◆ **EXCERPT PROVIDED**:
I have always liked the number 7. This time of the year always makes me reflective as it was the first time students flooded into The Homework Club in Blanchardstown in 2009. Many of these first cases turned out to be hugely influential in my own journey.
The first parent to ever ring me seeking help had a teenager who had not attended school for months, having dropped out of the system. He took classes with us for 6 weeks and did so well in his State Exams the school rang his mother with the results wanting to know what had changed. We worked with him for the next 3 years and hence I found myself taking on a huge number of cases with Asperger's Syndrome. I'm now known internationally as an expert in an area I never expected or set out to be.
By the following September, even though I set the school up for second level students, I found myself taking on the transition age before you start big school. By the following January, a year after my craziness to set up my own school with my own teaching methods, the youngest students were now 4.
Within this time, I had been encouraged by people to go for a number of awards. These were important to me personally as the first outside validations of my work.
I guess all along the only judge of my work, research and methods had been the results my students have received. From there I have become a top referral for many organisations. I find it sad that in many cases I am the person who people are sent to when no one else has been able to help them.

◆ **Excerpts from a dataset**:
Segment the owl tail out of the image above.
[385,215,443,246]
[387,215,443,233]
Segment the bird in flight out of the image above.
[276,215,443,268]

◆ **ACTIVITY**:
In the piece about The Homework Club, how old were the youngest students by the following January?

◆ **SOLUTION TO THIS PROBLEM**:
The youngest students were 4.